▶ Exercise: Extend the account of Alain Blanchard, the crossbow commander of Rouen, by writing on from its last sentence.

Alain Blanchard (born 14th century, executed in Rouen in 1419) was a commander of the crossbowmen of Rouen during the Hundred Years' War.

He was active in the defence of the city during its siege by king Henry V of England. His habit of hanging English captives from the walls of the city incurred the wrath of the English. When the city capitulated on 20 January 1419 Henry demanded that three notable inhabitants be surrendered to be decapitated. One of them was Alain Blanchard.

In literature
As a symbol of resistance to English power in France, Blanchard became a heroic figure in French literature. He is the hero of a tragedy by Antoine Viellard presented in 1793, of another play by Alexandre Dupias, presented in 1826 and of a musical drama by Ruféville with music by Adrien Boïeldieu, son of the better-known composer François-Adrien Boïeldieu. He is also presented in two poems by Auguste Thorel de Saint-Martin (1815) and Émile Coquatrix (1847) and of a story by P. Dumesnil (1849).

▶ Given information:
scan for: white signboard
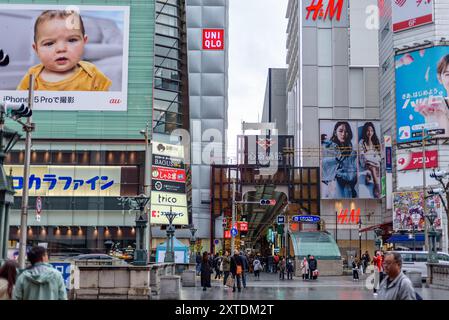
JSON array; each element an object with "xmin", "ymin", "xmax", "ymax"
[{"xmin": 391, "ymin": 0, "xmax": 433, "ymax": 32}]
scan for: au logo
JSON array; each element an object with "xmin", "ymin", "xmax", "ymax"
[{"xmin": 0, "ymin": 50, "xmax": 9, "ymax": 67}]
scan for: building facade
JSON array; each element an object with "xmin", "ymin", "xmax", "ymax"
[{"xmin": 286, "ymin": 0, "xmax": 381, "ymax": 257}]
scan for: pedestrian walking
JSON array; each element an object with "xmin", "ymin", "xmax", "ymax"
[
  {"xmin": 309, "ymin": 256, "xmax": 318, "ymax": 280},
  {"xmin": 279, "ymin": 257, "xmax": 287, "ymax": 280},
  {"xmin": 287, "ymin": 259, "xmax": 294, "ymax": 280},
  {"xmin": 0, "ymin": 260, "xmax": 19, "ymax": 300},
  {"xmin": 253, "ymin": 256, "xmax": 262, "ymax": 280},
  {"xmin": 13, "ymin": 246, "xmax": 67, "ymax": 300},
  {"xmin": 201, "ymin": 251, "xmax": 212, "ymax": 291},
  {"xmin": 240, "ymin": 251, "xmax": 249, "ymax": 288},
  {"xmin": 231, "ymin": 250, "xmax": 243, "ymax": 292},
  {"xmin": 378, "ymin": 252, "xmax": 420, "ymax": 300},
  {"xmin": 221, "ymin": 251, "xmax": 231, "ymax": 288},
  {"xmin": 299, "ymin": 257, "xmax": 309, "ymax": 280},
  {"xmin": 373, "ymin": 251, "xmax": 383, "ymax": 296},
  {"xmin": 351, "ymin": 256, "xmax": 359, "ymax": 281}
]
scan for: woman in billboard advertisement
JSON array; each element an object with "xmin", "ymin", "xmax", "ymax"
[
  {"xmin": 359, "ymin": 122, "xmax": 381, "ymax": 199},
  {"xmin": 321, "ymin": 121, "xmax": 357, "ymax": 199}
]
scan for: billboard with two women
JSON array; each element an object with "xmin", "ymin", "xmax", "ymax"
[
  {"xmin": 395, "ymin": 46, "xmax": 449, "ymax": 143},
  {"xmin": 320, "ymin": 120, "xmax": 382, "ymax": 199}
]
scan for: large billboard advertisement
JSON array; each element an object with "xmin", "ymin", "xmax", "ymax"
[
  {"xmin": 0, "ymin": 4, "xmax": 129, "ymax": 111},
  {"xmin": 320, "ymin": 120, "xmax": 382, "ymax": 199},
  {"xmin": 393, "ymin": 191, "xmax": 443, "ymax": 231},
  {"xmin": 395, "ymin": 46, "xmax": 449, "ymax": 143},
  {"xmin": 391, "ymin": 0, "xmax": 433, "ymax": 32}
]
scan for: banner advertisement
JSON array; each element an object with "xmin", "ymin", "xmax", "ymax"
[
  {"xmin": 151, "ymin": 141, "xmax": 189, "ymax": 225},
  {"xmin": 0, "ymin": 4, "xmax": 129, "ymax": 111},
  {"xmin": 396, "ymin": 150, "xmax": 438, "ymax": 171},
  {"xmin": 320, "ymin": 120, "xmax": 382, "ymax": 199},
  {"xmin": 395, "ymin": 46, "xmax": 449, "ymax": 143},
  {"xmin": 151, "ymin": 204, "xmax": 189, "ymax": 225},
  {"xmin": 393, "ymin": 191, "xmax": 444, "ymax": 231},
  {"xmin": 391, "ymin": 0, "xmax": 433, "ymax": 32},
  {"xmin": 5, "ymin": 165, "xmax": 122, "ymax": 197}
]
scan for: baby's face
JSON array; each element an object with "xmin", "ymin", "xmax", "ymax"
[{"xmin": 33, "ymin": 18, "xmax": 87, "ymax": 72}]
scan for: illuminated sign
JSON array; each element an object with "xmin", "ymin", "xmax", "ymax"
[
  {"xmin": 152, "ymin": 166, "xmax": 186, "ymax": 182},
  {"xmin": 151, "ymin": 191, "xmax": 187, "ymax": 207},
  {"xmin": 337, "ymin": 208, "xmax": 360, "ymax": 224},
  {"xmin": 151, "ymin": 204, "xmax": 189, "ymax": 225},
  {"xmin": 391, "ymin": 0, "xmax": 433, "ymax": 32},
  {"xmin": 5, "ymin": 165, "xmax": 121, "ymax": 197},
  {"xmin": 237, "ymin": 221, "xmax": 248, "ymax": 231},
  {"xmin": 203, "ymin": 29, "xmax": 224, "ymax": 50},
  {"xmin": 292, "ymin": 216, "xmax": 321, "ymax": 223},
  {"xmin": 396, "ymin": 150, "xmax": 438, "ymax": 171},
  {"xmin": 306, "ymin": 0, "xmax": 344, "ymax": 21}
]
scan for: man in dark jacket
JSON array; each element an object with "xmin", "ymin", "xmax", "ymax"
[
  {"xmin": 309, "ymin": 256, "xmax": 318, "ymax": 280},
  {"xmin": 231, "ymin": 250, "xmax": 243, "ymax": 292}
]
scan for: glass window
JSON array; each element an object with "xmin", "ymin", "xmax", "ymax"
[{"xmin": 156, "ymin": 45, "xmax": 179, "ymax": 59}]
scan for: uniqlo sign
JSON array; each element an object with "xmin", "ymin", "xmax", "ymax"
[
  {"xmin": 203, "ymin": 29, "xmax": 224, "ymax": 50},
  {"xmin": 396, "ymin": 150, "xmax": 438, "ymax": 171},
  {"xmin": 391, "ymin": 0, "xmax": 433, "ymax": 32}
]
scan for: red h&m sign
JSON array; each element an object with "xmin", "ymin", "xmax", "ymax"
[
  {"xmin": 203, "ymin": 29, "xmax": 224, "ymax": 50},
  {"xmin": 397, "ymin": 150, "xmax": 438, "ymax": 171},
  {"xmin": 306, "ymin": 0, "xmax": 344, "ymax": 21}
]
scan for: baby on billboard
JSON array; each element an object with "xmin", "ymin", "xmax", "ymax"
[{"xmin": 17, "ymin": 10, "xmax": 112, "ymax": 91}]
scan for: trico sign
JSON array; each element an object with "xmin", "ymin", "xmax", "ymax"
[
  {"xmin": 203, "ymin": 29, "xmax": 224, "ymax": 50},
  {"xmin": 306, "ymin": 0, "xmax": 344, "ymax": 21}
]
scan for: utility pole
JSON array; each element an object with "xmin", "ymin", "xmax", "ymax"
[
  {"xmin": 19, "ymin": 74, "xmax": 34, "ymax": 270},
  {"xmin": 421, "ymin": 125, "xmax": 429, "ymax": 252},
  {"xmin": 231, "ymin": 179, "xmax": 235, "ymax": 256}
]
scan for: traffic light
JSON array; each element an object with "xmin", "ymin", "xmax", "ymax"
[
  {"xmin": 0, "ymin": 102, "xmax": 33, "ymax": 120},
  {"xmin": 259, "ymin": 199, "xmax": 276, "ymax": 206}
]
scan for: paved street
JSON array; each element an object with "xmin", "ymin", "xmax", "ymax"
[{"xmin": 170, "ymin": 273, "xmax": 449, "ymax": 300}]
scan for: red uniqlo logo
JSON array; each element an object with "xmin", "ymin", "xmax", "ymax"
[
  {"xmin": 203, "ymin": 29, "xmax": 224, "ymax": 50},
  {"xmin": 306, "ymin": 0, "xmax": 344, "ymax": 21}
]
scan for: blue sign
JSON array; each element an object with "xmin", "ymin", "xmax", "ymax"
[
  {"xmin": 292, "ymin": 216, "xmax": 321, "ymax": 223},
  {"xmin": 278, "ymin": 216, "xmax": 285, "ymax": 224},
  {"xmin": 395, "ymin": 46, "xmax": 449, "ymax": 143},
  {"xmin": 50, "ymin": 262, "xmax": 71, "ymax": 290}
]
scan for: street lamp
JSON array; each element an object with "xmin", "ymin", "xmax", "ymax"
[
  {"xmin": 119, "ymin": 194, "xmax": 150, "ymax": 266},
  {"xmin": 164, "ymin": 206, "xmax": 178, "ymax": 262},
  {"xmin": 359, "ymin": 219, "xmax": 362, "ymax": 259},
  {"xmin": 0, "ymin": 112, "xmax": 20, "ymax": 261},
  {"xmin": 426, "ymin": 210, "xmax": 438, "ymax": 263},
  {"xmin": 140, "ymin": 121, "xmax": 153, "ymax": 262},
  {"xmin": 190, "ymin": 225, "xmax": 197, "ymax": 263}
]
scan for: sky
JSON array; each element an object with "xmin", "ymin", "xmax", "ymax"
[{"xmin": 227, "ymin": 0, "xmax": 288, "ymax": 163}]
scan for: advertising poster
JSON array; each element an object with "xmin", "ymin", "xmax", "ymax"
[
  {"xmin": 391, "ymin": 0, "xmax": 433, "ymax": 32},
  {"xmin": 0, "ymin": 4, "xmax": 129, "ymax": 111},
  {"xmin": 320, "ymin": 120, "xmax": 382, "ymax": 199},
  {"xmin": 395, "ymin": 46, "xmax": 449, "ymax": 143},
  {"xmin": 393, "ymin": 191, "xmax": 444, "ymax": 231},
  {"xmin": 150, "ymin": 141, "xmax": 189, "ymax": 225}
]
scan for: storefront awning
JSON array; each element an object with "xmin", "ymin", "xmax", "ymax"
[{"xmin": 387, "ymin": 233, "xmax": 425, "ymax": 243}]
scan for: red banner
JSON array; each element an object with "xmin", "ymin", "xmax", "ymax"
[
  {"xmin": 152, "ymin": 166, "xmax": 186, "ymax": 182},
  {"xmin": 396, "ymin": 150, "xmax": 438, "ymax": 171}
]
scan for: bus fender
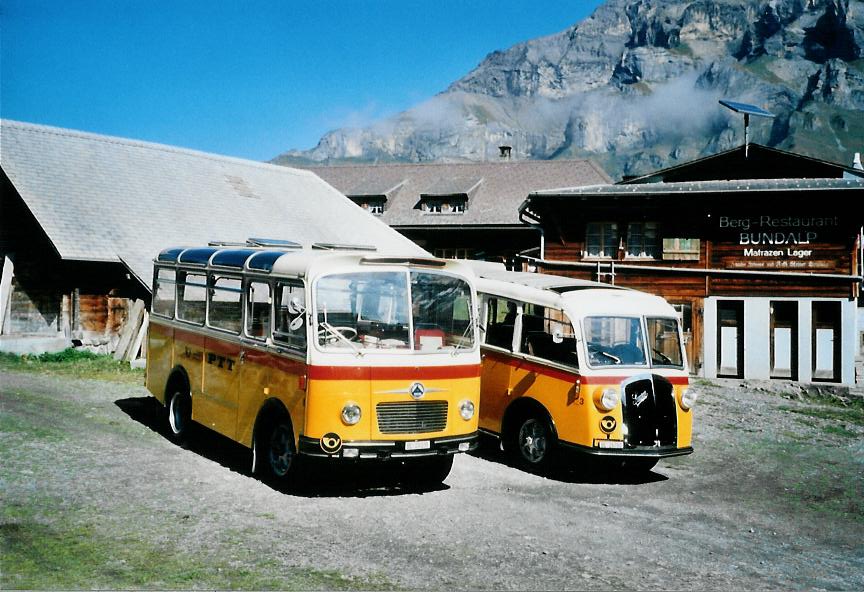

▶ Reply:
Bibliography 
 Théodore Licquet, Dissertation sur Alain Blanchard, Rouen, Précis de l'Académie des sciences, belles-lettres et arts de Rouen|Académie de Rouen, 1828.
 Alexandre Dupias, Réfutation du discours contre Alain Blanchard prononcé par M. Th. Licquet, président de l'Académie royale des sciences, belles-lettres et arts de Rouen en la séance publique du 26 août 1828, Rouen, N. Périaux le jeune, 1828.
 Théodore-Éloi Lebreton, Biographie rouennaise, Rouen, Le Brument, 1865.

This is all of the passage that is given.